[Given request a]:
Edit the rows from the start through the line containing "point(86, 398)", replacing "clay" with "ceramic" and leaving everything else unchanged.

2 Samuel 19:1-15 - Preacher's Complete Homiletical Commentary

Bible Comments

CRITICAL AND EXPOSITORY NOTES.—

2 Samuel 19:1. Comp. 2 Samuel 18:33. The purpose of the informant was, “it seems, to explain to Joab and the army why the king did not come forth to greet his returning victorious warriors.” (Erdmann.)

2 Samuel 19:2-3. “These men’s hearty participation in the sorrow of their beloved king, for whom they had perilled their lives, soon changed into gloomy dissatisfaction at the fact that the king, absorbed in his private grief, did not deign to bestow a look upon them. The description of the manner in which the troops, thus dissatisfied, returned to the city, is pyschologically very fine.” (Erdmann.)

2 Samuel 19:4. “Covered his face.” See on 2 Samuel 15:20. “A loud voice.” According to the open and violent mode of expressing grief common in the East (and so also the heroes of the Illiad); there are striking illustrations of this in the Arabian Nights. (Translator of Lange’s Commentary.)

[Given request b]:
In the commentary on 2 Samuel 19, what was the purpose of the informant mentioned in the note on verse 1?

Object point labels
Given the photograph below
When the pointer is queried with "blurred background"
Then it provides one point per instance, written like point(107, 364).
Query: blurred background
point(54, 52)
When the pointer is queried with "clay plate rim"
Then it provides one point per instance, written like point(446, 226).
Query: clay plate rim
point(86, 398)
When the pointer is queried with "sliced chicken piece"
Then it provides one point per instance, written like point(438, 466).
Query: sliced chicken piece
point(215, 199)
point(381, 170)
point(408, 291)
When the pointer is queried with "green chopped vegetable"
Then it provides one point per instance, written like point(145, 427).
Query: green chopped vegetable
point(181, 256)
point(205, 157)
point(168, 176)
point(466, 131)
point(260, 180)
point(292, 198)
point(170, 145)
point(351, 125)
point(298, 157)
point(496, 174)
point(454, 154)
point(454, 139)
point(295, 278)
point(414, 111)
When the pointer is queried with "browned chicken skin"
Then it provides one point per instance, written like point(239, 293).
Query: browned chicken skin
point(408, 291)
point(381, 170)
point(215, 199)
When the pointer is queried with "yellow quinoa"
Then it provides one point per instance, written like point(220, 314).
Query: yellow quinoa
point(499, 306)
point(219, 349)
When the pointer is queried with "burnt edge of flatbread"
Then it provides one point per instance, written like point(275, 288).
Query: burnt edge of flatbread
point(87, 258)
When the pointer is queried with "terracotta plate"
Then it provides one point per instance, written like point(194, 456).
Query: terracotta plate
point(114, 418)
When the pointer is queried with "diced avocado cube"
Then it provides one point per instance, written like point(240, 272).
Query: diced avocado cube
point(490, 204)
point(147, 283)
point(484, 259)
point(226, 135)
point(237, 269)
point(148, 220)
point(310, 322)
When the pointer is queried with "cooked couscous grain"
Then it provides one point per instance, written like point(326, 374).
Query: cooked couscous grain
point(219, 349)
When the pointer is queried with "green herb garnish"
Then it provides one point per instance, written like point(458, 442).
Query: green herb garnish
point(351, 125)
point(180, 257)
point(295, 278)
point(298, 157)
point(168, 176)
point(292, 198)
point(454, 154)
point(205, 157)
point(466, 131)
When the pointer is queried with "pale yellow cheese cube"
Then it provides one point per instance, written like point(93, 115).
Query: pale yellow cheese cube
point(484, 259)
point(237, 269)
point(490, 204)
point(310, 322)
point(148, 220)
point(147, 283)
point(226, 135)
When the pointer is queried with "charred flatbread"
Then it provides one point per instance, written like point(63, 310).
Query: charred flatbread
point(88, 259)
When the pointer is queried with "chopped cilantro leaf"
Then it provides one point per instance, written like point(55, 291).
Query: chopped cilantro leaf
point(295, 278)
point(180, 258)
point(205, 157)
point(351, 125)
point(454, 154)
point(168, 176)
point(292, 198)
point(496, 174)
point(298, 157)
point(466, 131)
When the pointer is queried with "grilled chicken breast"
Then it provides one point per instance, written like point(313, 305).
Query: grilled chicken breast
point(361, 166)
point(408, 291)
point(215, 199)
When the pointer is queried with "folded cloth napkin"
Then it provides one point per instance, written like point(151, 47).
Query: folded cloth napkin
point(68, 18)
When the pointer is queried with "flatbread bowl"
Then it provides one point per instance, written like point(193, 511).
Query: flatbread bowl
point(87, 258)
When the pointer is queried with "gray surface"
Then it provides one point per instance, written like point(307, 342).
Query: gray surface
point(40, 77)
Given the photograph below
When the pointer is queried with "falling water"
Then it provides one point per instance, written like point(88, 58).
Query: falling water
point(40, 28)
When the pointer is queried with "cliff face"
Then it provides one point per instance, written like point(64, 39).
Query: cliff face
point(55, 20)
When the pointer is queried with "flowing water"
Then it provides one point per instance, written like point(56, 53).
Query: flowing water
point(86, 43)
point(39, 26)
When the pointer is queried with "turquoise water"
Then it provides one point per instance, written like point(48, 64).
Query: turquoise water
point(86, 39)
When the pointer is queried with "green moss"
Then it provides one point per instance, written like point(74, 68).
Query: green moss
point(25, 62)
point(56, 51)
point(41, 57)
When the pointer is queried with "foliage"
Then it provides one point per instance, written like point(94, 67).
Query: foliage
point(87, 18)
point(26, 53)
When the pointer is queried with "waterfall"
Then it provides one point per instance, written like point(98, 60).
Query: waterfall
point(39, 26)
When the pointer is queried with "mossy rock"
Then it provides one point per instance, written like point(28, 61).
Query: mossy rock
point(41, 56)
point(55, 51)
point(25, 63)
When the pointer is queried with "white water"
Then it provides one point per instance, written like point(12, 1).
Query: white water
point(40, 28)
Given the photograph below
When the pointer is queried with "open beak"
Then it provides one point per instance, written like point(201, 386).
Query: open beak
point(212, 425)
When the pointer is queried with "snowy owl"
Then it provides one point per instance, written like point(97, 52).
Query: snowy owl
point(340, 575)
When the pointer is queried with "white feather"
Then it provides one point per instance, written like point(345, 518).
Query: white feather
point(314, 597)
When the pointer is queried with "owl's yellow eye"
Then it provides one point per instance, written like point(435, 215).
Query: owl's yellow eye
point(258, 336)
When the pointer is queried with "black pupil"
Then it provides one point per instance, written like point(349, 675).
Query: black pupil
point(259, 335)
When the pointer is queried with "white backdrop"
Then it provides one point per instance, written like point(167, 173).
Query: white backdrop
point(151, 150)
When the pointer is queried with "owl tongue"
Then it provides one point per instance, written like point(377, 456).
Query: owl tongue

[Finished answer a]:
Given the photograph below
When the pointer is queried with "blurred background"
Then it provides one point per instance, written like point(107, 364).
Query: blurred background
point(54, 52)
When the pointer is queried with "ceramic plate rim"
Then it provides one point per instance, written like point(446, 226).
Query: ceramic plate rim
point(86, 398)

[Finished answer b]:
To explain to Joab and the army why the king did not come forth to greet his returning victorious warriors.